## Text block

My hardest choice is what GPU to get. They are all marketed towards gaming so i don't know what is best or practical for real work like im doing. I mean if i spend the extra money on a better card over the mainstream 9800 GT or ATI 4830 will it matter so much for what im doing?

Mainstream Cards im considering;
ATI RADION 4870
nVidia GeForce 9800GT

High end cards im considering ( BUT ONLY IF THERE WORTH IT ? )
ATI RADION 4870 x2 = too expensive - not really considering it.
ATI RADION 4850 x2
nVidia GeForce GTX 280

QUESTION: Does Crossfire or SLI make help for my purposes in video editing / motion graphics accelerated tasks?

Does the 4850 x2 make much a difference for my purposes?

I did search this but No one has brought this topic up in the last 2 months so im curious whats changed as of now. Dec-15-08
 
get a 4830/4850 with aftermarket heatsink to keep good temps and have your system running quiet.

Collected data entries:
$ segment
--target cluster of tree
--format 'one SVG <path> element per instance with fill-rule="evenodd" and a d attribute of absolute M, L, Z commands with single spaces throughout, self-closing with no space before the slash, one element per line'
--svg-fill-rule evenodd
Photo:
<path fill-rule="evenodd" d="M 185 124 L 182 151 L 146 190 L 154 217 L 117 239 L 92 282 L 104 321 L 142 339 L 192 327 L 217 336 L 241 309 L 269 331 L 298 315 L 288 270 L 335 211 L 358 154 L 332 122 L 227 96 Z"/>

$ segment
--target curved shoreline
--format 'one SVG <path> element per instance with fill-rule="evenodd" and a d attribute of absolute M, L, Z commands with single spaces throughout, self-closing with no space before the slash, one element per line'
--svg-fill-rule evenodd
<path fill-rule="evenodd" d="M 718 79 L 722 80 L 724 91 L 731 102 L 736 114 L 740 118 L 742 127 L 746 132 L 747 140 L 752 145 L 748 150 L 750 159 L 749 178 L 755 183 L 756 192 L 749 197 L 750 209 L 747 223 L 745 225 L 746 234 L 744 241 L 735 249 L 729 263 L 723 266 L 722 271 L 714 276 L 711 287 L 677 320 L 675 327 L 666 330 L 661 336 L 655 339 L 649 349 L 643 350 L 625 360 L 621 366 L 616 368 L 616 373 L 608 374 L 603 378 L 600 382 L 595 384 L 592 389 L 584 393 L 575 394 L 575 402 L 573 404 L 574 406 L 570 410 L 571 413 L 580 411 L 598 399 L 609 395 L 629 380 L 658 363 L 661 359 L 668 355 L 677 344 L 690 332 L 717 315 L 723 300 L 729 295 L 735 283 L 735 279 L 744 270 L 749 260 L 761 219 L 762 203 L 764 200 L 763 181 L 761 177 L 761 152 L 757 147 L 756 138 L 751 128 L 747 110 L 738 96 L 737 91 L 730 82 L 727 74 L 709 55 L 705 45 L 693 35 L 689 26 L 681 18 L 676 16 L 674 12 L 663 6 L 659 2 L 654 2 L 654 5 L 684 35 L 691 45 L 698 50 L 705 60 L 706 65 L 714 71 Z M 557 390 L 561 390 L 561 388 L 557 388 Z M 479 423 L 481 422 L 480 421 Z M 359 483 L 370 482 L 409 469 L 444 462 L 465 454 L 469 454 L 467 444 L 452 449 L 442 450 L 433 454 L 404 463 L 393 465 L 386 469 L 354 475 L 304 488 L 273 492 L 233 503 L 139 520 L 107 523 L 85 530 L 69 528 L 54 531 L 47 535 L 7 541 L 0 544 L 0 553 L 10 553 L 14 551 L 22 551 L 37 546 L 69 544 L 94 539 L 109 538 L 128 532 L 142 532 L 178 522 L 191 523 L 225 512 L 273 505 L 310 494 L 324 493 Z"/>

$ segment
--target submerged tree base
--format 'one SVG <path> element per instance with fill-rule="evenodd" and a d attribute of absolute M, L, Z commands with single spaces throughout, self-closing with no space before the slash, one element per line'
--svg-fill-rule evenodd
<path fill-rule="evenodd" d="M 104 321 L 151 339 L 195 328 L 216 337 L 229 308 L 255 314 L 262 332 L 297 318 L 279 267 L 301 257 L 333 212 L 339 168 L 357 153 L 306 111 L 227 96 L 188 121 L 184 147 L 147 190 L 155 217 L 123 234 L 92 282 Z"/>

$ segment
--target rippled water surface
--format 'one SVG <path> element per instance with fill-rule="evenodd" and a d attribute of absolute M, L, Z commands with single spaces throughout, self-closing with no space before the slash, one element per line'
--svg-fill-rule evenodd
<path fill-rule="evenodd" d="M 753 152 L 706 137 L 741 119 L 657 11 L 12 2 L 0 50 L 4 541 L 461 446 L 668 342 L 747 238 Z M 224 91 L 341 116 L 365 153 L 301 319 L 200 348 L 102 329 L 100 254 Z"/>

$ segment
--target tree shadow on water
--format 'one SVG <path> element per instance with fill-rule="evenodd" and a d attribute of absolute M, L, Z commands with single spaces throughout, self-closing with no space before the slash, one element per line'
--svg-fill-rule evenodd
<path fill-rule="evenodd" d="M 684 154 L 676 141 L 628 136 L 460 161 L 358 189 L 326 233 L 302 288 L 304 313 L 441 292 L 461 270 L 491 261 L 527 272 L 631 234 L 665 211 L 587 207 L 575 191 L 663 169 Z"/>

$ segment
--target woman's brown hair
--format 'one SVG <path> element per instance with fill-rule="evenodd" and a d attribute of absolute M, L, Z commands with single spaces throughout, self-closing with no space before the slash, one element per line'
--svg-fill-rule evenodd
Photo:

## Problems and tasks
1. According to its last line, what should be added to a 4830 or 4850 in the graphics card post, and why?
2. Summarize the graphics card post in two sentences.
Base your answers only on the graphics card post.

## Answers in order
1. An aftermarket heatsink, to keep good temperatures and have the system run quietly.

2. The writer is unsure which GPU to buy for video editing and motion graphics work because the cards are all marketed toward gaming, and lists mainstream and high-end ATI and nVidia options under consideration. The writer asks whether Crossfire, SLI or the 4850 x2 would make a difference for these purposes, and the closing line recommends a 4830 or 4850 with an aftermarket heatsink for good temperatures and quiet running.